WHAT IS REQUIRED
Leaving out every picture, quote the data below exactly as it appears.

Some records
* begin *

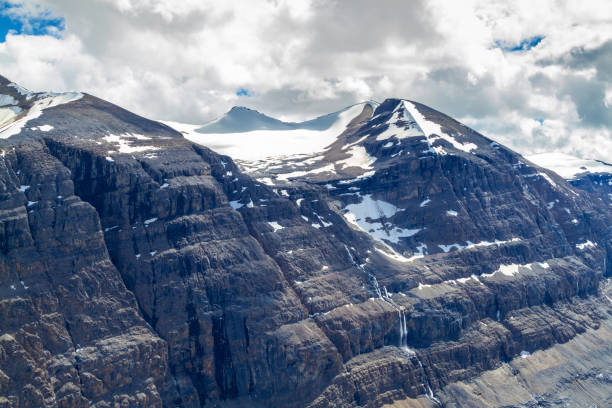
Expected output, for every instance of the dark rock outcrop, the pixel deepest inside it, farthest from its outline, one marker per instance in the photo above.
(141, 269)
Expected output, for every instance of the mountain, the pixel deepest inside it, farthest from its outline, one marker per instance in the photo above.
(395, 257)
(240, 119)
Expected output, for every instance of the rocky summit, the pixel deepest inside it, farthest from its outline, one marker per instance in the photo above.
(382, 255)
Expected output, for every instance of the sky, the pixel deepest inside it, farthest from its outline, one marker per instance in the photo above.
(534, 75)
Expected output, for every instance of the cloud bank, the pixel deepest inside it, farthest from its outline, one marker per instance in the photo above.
(536, 76)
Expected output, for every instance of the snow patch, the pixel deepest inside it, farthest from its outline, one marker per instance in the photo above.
(43, 101)
(275, 226)
(586, 244)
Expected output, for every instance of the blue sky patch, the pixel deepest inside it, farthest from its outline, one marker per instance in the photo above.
(14, 19)
(243, 92)
(524, 45)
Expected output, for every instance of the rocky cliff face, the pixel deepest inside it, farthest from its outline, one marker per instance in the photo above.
(412, 255)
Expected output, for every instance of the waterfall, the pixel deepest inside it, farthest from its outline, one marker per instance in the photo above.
(376, 286)
(403, 340)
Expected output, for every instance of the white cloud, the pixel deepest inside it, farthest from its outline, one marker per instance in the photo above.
(184, 61)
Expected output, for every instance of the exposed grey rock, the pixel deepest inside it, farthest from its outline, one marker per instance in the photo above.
(158, 272)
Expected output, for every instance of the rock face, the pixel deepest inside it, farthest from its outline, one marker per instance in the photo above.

* end *

FULL SOLUTION
Expected output, for every instance of the dark rock outcrop, the pixel deepest inside it, farthest from its outline, one marker per instance in the photo above.
(141, 269)
Expected output, for every instance of the mountain, the pixel deepest inside it, farthest from its outline, one marker per instance in the photo above.
(395, 257)
(240, 119)
Expected output, for every instance of the rocky summit, the pixel deepest inside it, farthest from its outline, one marker per instance in the photo above.
(382, 255)
Expected output, for every instance of the sky, the pixel deepest inside it, farthest from its outline, one marker per instance in the photo above.
(534, 75)
Expected output, for every instance of the cloud bank, the pixel deepest inside it, farthest from its outline, one marker per instance in the photo above.
(536, 76)
Expected output, for every instance of the snow patch, the pixel deepest inside it, farthest from its outline, one marker per instance in the photo above.
(43, 101)
(275, 226)
(586, 244)
Expected output, for every instance of the blue sky patch, the pixel deepest inside it, farthest from its outline, one marker per instance in the photo above.
(14, 19)
(243, 92)
(524, 45)
Expected output, for every instance of the rocky cliff face, the pixel deepest inside it, farthest from its outline, one marker per instance in the photo above.
(412, 255)
Expected output, for every instance of the waterfall, the pixel deepest inside it, farthest from its outline, one marker per instance in the photo above.
(376, 286)
(403, 340)
Expected output, for every instance of the white cloud, the pixel deepest inside it, farthest from its outline, one marker per instance in the photo above.
(184, 61)
Expected output, for every instance of the exposed grey rock, the pixel deepest inside it, farthest from its outline, one marker per instance in the photo above.
(158, 272)
Expected output, for every instance of the rock face, the pixel deepest inside it, farthest from its outline, one marker per instance in the photo above.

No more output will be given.